■ Task goal
Reproduce the entries in full, with no changes.

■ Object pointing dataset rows
___

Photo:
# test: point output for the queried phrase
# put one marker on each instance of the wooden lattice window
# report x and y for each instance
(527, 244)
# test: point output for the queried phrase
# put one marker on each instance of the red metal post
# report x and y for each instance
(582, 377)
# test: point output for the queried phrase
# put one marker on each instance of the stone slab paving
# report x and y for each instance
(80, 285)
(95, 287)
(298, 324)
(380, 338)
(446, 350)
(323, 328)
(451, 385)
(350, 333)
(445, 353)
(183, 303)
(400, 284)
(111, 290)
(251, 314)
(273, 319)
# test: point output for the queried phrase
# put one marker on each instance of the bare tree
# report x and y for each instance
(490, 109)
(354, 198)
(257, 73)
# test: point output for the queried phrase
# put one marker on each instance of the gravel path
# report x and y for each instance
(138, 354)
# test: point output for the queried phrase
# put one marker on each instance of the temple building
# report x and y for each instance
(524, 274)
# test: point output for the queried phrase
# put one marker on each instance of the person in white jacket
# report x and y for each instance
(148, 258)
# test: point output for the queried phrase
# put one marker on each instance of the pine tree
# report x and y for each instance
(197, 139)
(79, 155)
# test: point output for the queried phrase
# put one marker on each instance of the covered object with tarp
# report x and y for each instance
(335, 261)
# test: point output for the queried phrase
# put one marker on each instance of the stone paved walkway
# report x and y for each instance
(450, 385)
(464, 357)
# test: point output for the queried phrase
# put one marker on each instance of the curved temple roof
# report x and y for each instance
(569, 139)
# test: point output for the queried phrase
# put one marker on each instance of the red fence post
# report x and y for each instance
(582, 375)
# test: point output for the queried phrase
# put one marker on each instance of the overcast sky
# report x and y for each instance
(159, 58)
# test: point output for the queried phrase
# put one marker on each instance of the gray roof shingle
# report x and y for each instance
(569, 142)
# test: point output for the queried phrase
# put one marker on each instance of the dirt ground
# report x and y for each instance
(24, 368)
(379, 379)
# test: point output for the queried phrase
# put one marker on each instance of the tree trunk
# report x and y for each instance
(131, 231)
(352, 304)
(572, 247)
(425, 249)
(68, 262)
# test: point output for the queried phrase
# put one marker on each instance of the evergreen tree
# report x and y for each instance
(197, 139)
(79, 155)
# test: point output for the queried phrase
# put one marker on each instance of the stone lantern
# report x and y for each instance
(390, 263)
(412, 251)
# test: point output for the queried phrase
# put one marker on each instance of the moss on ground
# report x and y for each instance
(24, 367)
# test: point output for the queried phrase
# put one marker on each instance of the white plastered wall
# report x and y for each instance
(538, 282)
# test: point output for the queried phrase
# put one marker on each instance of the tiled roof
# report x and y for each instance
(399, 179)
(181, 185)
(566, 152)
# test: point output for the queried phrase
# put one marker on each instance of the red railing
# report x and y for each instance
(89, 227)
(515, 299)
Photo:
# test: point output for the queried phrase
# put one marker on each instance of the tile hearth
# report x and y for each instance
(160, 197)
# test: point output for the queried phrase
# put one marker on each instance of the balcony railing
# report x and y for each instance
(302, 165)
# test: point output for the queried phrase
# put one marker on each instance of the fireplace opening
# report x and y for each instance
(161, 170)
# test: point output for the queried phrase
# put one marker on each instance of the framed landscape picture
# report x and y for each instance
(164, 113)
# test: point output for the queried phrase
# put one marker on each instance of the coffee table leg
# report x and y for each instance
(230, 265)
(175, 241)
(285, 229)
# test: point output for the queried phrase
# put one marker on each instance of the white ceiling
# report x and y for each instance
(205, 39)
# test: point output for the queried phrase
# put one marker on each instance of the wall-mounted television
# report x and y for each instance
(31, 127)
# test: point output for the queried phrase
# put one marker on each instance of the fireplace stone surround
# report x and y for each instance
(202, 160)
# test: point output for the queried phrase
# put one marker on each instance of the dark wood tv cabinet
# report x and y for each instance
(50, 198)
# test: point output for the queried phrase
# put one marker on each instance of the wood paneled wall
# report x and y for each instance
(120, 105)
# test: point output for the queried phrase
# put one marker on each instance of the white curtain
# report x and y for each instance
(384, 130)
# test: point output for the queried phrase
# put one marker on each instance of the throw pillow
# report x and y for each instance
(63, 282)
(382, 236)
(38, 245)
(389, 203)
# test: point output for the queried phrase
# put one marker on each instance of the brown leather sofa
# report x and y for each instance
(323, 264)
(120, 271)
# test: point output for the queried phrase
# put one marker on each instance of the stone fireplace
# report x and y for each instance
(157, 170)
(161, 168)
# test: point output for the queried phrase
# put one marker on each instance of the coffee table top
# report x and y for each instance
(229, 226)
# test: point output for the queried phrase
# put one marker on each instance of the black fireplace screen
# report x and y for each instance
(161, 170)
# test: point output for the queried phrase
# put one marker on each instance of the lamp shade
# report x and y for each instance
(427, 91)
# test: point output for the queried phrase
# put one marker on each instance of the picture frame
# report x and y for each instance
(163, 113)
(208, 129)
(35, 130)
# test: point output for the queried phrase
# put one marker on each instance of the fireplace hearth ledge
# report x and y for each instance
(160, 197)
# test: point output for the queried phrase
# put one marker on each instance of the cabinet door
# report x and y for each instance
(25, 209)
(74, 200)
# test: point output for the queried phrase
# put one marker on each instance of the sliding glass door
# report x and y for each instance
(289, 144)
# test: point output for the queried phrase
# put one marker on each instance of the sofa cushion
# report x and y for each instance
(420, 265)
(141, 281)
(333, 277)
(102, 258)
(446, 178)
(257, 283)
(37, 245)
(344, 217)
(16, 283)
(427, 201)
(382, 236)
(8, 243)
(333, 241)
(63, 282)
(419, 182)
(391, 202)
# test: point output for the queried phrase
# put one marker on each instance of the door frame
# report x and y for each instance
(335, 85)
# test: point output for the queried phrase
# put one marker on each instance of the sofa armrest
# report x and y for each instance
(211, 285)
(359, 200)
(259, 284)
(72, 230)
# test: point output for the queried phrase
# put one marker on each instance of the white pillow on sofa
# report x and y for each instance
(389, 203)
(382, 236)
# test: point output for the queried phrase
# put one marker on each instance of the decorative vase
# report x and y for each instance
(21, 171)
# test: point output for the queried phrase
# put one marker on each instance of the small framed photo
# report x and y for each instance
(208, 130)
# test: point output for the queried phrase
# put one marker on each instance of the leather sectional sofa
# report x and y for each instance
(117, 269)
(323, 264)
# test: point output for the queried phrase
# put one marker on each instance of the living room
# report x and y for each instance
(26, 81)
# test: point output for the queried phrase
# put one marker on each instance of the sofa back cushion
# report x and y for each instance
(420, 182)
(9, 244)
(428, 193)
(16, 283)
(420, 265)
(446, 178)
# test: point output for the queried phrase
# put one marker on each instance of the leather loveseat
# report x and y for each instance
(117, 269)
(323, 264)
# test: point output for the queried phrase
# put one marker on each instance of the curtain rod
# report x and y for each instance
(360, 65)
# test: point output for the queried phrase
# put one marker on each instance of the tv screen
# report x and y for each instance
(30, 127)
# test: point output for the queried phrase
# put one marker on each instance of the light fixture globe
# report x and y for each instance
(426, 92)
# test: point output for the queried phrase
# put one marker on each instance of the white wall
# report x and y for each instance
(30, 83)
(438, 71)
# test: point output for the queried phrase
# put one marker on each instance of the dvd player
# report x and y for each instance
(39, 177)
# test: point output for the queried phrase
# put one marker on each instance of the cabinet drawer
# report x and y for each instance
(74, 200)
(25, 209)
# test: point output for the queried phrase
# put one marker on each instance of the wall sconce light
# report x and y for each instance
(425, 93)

___

■ Full solution
Photo:
# test: point output for the queried phrase
# put one marker on each instance of the wooden lattice window
# report x and y for each instance
(527, 244)
# test: point output for the queried phrase
# put one marker on each instance of the red metal post
# report x and y for each instance
(582, 377)
# test: point output for the queried phrase
# put one marker on each instance of the stone slab paving
# report x and y for each instance
(80, 285)
(95, 287)
(298, 324)
(380, 338)
(446, 350)
(323, 328)
(451, 385)
(350, 333)
(445, 353)
(183, 303)
(400, 284)
(111, 290)
(251, 314)
(273, 319)
# test: point output for the queried phrase
# put one marker on each instance of the bare tree
# report x and y for each instance
(490, 109)
(354, 198)
(257, 73)
# test: point output for the queried phrase
# put one marker on each instance of the gravel path
# report x and y for each instance
(138, 354)
# test: point output for the queried phrase
# put one marker on each instance of the temple building
# report x and y for each instance
(524, 274)
# test: point output for the queried phrase
# put one marker on each instance of the person in white jacket
# report x and y for each instance
(148, 258)
# test: point output for the queried phrase
# put one marker on each instance of the pine tree
# report x and y for each instance
(197, 139)
(79, 155)
# test: point output for the queried phrase
# put one marker on each instance of the covered object with tarp
# report x and y for each instance
(335, 261)
# test: point output for the queried phrase
# put one marker on each instance of the stone paved walkway
# report x and y for each instance
(450, 385)
(464, 357)
# test: point output for the queried phrase
# put one marker on each instance of the curved temple roof
# report x and y for each instance
(569, 139)
# test: point output for the queried phrase
# put one marker on each instance of the red fence post
# report x and y for each instance
(582, 375)
# test: point output for the queried phrase
# put one marker on each instance of the overcast sky
# report x and y for each instance
(159, 58)
# test: point output for the queried phrase
# put one marker on each instance of the gray roof shingle
# report x and y for each instance
(569, 142)
# test: point output for the queried phrase
# put one marker on each instance of the dirt ground
# report x and y for each instance
(24, 368)
(379, 379)
# test: point output for the queried phrase
# put one marker on each instance of the tree trunk
# report x and y for each instance
(131, 231)
(352, 304)
(572, 247)
(425, 249)
(68, 262)
# test: point output for the queried phrase
# put one marker on each instance of the evergreen tree
# report x and y for each instance
(197, 139)
(79, 155)
# test: point output for the queried phrase
# put one marker on each instance of the stone lantern
# report x and y for each instance
(390, 263)
(412, 251)
# test: point output for the queried phrase
# put one marker on each instance of the moss on ground
# report x and y for each instance
(24, 367)
# test: point output for the queried phrase
# put one marker on each instance of the white plastered wall
# report x and y for each instance
(538, 282)
# test: point output for the queried phrase
# put one marker on each instance of the tiled roof
# report x and y for each instance
(399, 179)
(181, 185)
(566, 152)
# test: point output for the queried phrase
# put one marker on each instance of the red railing
# report x and y for each instance
(89, 227)
(515, 299)
Photo:
# test: point output for the queried phrase
# put one marker on each instance of the tile hearth
# report x and y for each instance
(160, 197)
# test: point output for the queried phrase
# put one marker on each instance of the balcony railing
# report x and y for each instance
(302, 165)
# test: point output for the queried phrase
# put one marker on each instance of the fireplace opening
# report x and y for each instance
(161, 170)
# test: point output for the queried phrase
# put one marker on each instance of the framed landscape picture
# report x and y for each instance
(164, 113)
# test: point output for the queried phrase
# put one marker on each instance of the coffee table leg
# report x and y for each instance
(230, 265)
(175, 241)
(285, 229)
# test: point output for the queried phrase
# put one marker on each instance of the white ceiling
# report x and y for each instance
(205, 39)
# test: point output for the queried phrase
# put one marker on each instance of the wall-mounted television
# report x and y for each instance
(31, 127)
# test: point output for the queried phrase
# put one marker on each instance of the fireplace stone surround
# report x and y for each instance
(202, 160)
# test: point output for the queried phrase
# put one marker on each instance of the dark wood tv cabinet
# report x and y for each instance
(50, 198)
# test: point output for the queried phrase
# put one marker on each instance of the wood paneled wall
# report x and y for each instance
(120, 105)
# test: point output for the queried phrase
# put one marker on each instance of the white curtain
# report x and y for each instance
(384, 130)
# test: point output for the queried phrase
# put one marker on each instance of the throw pillow
# report x and y for each instance
(63, 282)
(382, 236)
(38, 245)
(389, 203)
# test: point output for the queried phrase
# put one marker on each instance of the brown leather sofa
# report x and y for each instance
(323, 264)
(120, 271)
# test: point output for the queried phrase
# put one marker on each instance of the stone fireplace
# report x and y for each instance
(157, 170)
(161, 168)
# test: point output for the queried phrase
# put one marker on each instance of the coffee table top
# report x and y for each instance
(229, 226)
# test: point output for the queried phrase
# put one marker on each instance of the black fireplace screen
# report x and y for each instance
(161, 170)
# test: point output for the queried phrase
# put one marker on each instance of the lamp shade
# report x and y for each instance
(427, 91)
# test: point output for the queried phrase
# put one marker on each instance of the picture frame
# report x and y for each instance
(163, 113)
(208, 129)
(35, 130)
# test: point output for the queried phrase
# put one marker on each instance of the fireplace hearth ledge
# report x and y for each instance
(160, 197)
# test: point output for the queried phrase
# put one marker on each instance of the cabinet door
# report x and y for each instance
(25, 209)
(74, 200)
# test: point output for the queried phrase
# put one marker on each instance of the sliding glass door
# report x and y for each instance
(289, 144)
# test: point output for the queried phrase
# put one marker on each instance of the sofa cushion
# report x and y for each instance
(420, 265)
(141, 281)
(333, 277)
(102, 258)
(446, 178)
(257, 283)
(37, 245)
(344, 217)
(16, 283)
(427, 201)
(382, 236)
(8, 243)
(333, 241)
(63, 282)
(419, 182)
(391, 202)
# test: point output for the queried phrase
# put one marker on each instance of the door frame
# report x and y for each instance
(335, 85)
# test: point output for the queried phrase
# put one marker on each instance of the sofa armrest
# report x and y for each instance
(211, 285)
(359, 200)
(259, 284)
(72, 230)
# test: point output for the queried phrase
# put one marker on each instance of the white pillow on sofa
# report x and y for each instance
(389, 203)
(382, 236)
# test: point output for the queried phrase
# put one marker on each instance of the decorative vase
# report x and y for each instance
(21, 171)
# test: point output for the queried phrase
# put one marker on each instance of the small framed photo
# report x and y for each instance
(208, 130)
# test: point output for the queried phrase
# put one marker on each instance of the leather sectional sofa
# report x and y for each instance
(117, 269)
(323, 264)
# test: point output for the queried phrase
# put one marker on each instance of the living room
# report x and y for each instance
(26, 81)
# test: point output for the queried phrase
# put one marker on each instance of the sofa back cushion
# report x and y for each instance
(420, 182)
(9, 244)
(428, 193)
(16, 283)
(420, 265)
(446, 178)
# test: point output for the queried phrase
# put one marker on each instance of the leather loveseat
# report x and y for each instance
(117, 269)
(323, 264)
# test: point output for the queried phrase
# put one marker on each instance of the curtain rod
# report x and y for each instance
(360, 65)
# test: point output for the queried phrase
# put one marker on each instance of the tv screen
# report x and y for each instance
(30, 127)
# test: point output for the queried phrase
# put one marker on each instance of the light fixture globe
# report x and y for each instance
(426, 92)
# test: point output for the queried phrase
# put one marker on each instance of the white wall
# report x and y for each instance
(30, 83)
(438, 71)
# test: point output for the queried phrase
# put one marker on each instance of the dvd player
# report x and y for each instance
(39, 177)
# test: point output for the queried phrase
# put one marker on each instance of the cabinet drawer
# report x and y for each instance
(74, 200)
(25, 209)
# test: point output for the queried phrase
# put one marker on each instance of the wall sconce light
# report x and y for each instance
(425, 93)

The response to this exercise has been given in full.